* **EXERCISE DATA**

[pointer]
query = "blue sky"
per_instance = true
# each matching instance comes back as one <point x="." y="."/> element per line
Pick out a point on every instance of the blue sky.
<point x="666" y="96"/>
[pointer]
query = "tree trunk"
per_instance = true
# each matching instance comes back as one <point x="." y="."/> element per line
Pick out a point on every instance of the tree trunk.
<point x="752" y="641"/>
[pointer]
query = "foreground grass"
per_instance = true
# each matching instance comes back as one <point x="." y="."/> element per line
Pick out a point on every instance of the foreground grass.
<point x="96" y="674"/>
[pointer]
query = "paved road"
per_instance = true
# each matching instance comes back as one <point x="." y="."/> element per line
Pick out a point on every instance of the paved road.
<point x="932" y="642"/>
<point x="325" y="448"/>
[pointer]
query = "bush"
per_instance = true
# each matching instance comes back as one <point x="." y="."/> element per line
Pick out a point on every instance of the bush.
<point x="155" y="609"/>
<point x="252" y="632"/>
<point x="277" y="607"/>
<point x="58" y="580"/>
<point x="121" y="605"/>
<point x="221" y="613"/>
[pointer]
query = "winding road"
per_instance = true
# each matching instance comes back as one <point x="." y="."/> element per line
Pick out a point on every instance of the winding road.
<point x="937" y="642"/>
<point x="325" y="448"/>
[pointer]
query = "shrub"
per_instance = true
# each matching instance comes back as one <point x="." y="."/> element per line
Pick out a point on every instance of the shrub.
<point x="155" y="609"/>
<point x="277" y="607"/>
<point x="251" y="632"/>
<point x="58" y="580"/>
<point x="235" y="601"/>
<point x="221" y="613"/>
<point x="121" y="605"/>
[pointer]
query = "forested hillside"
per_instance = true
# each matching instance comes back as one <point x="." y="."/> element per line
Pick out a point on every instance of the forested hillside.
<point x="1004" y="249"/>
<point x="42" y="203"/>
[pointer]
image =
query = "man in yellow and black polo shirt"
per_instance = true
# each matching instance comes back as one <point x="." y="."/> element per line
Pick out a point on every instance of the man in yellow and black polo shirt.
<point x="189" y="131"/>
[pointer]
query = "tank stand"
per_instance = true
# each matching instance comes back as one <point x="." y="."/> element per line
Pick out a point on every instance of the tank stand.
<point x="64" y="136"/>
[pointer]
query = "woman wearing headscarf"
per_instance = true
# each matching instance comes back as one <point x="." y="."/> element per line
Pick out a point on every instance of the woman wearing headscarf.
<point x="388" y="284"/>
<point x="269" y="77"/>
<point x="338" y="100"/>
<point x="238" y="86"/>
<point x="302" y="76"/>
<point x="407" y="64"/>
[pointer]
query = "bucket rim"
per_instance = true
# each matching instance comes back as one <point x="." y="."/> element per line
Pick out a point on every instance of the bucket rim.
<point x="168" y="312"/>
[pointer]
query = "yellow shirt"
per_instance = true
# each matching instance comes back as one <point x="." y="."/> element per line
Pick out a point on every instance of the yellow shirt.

* **WRITTEN REQUEST**
Transcribe the records above exactly as they appear.

* **EXERCISE RESULT**
[pointer]
query = "blue sky"
per_instance = true
# each matching instance comes back as one <point x="." y="."/> element per line
Pick out a point on every instance of the blue sky.
<point x="666" y="96"/>
[pointer]
query = "tree trunk"
per_instance = true
# each matching instance comes back as one <point x="." y="."/> element per line
Pick out a point on every instance of the tree trunk.
<point x="752" y="641"/>
[pointer]
query = "foreground grass"
per_instance = true
# each matching instance comes back as one <point x="." y="."/> element per line
Pick out a point on every instance of the foreground grass.
<point x="96" y="674"/>
[pointer]
query = "paved road"
per_instance = true
# each matching instance comes back as one <point x="." y="."/> element per line
Pick out a point on every instance of the paved road.
<point x="932" y="642"/>
<point x="325" y="448"/>
[pointer]
query = "bush"
per_instance = true
# each matching instance comes back as one <point x="." y="."/> element per line
Pick out a point on every instance of the bush.
<point x="155" y="609"/>
<point x="252" y="632"/>
<point x="277" y="607"/>
<point x="58" y="580"/>
<point x="121" y="605"/>
<point x="221" y="613"/>
[pointer]
query = "winding road"
per_instance = true
# each matching instance comes back as one <point x="." y="."/> element per line
Pick out a point on every instance of the winding road.
<point x="937" y="642"/>
<point x="325" y="448"/>
[pointer]
query = "shrub"
per_instance = true
# each matching instance comes back as one <point x="." y="."/> element per line
Pick out a point on every instance of the shrub.
<point x="155" y="609"/>
<point x="277" y="607"/>
<point x="251" y="632"/>
<point x="58" y="580"/>
<point x="235" y="601"/>
<point x="221" y="613"/>
<point x="121" y="605"/>
[pointer]
query = "forested hillside"
per_instance = true
# each matching instance comes back as one <point x="." y="."/> element per line
Pick out a point on every instance of the forested hillside.
<point x="1004" y="249"/>
<point x="42" y="203"/>
[pointer]
image =
query = "man in yellow and black polo shirt"
per_instance = true
# each matching instance comes back as one <point x="." y="."/> element per line
Pick out a point on every instance of the man in yellow and black polo shirt.
<point x="189" y="131"/>
[pointer]
query = "tank stand"
per_instance = true
# each matching instance comes back as one <point x="." y="."/> element per line
Pick out a point on every instance of the tank stand.
<point x="64" y="136"/>
[pointer]
query = "woman wearing headscarf"
per_instance = true
# each matching instance comes back as one <point x="." y="."/> element per line
Pick out a point on every instance of the woman wearing headscarf.
<point x="388" y="284"/>
<point x="269" y="77"/>
<point x="338" y="100"/>
<point x="238" y="86"/>
<point x="302" y="76"/>
<point x="407" y="64"/>
[pointer]
query = "bucket rim"
per_instance = true
# each matching instance comes back as one <point x="." y="."/> element per line
Pick out a point on every instance of the bucket rim.
<point x="168" y="312"/>
[pointer]
query = "yellow shirt"
per_instance = true
# each matching instance comes back as one <point x="." y="."/> element per line
Pick out a point on every instance of the yellow shirt.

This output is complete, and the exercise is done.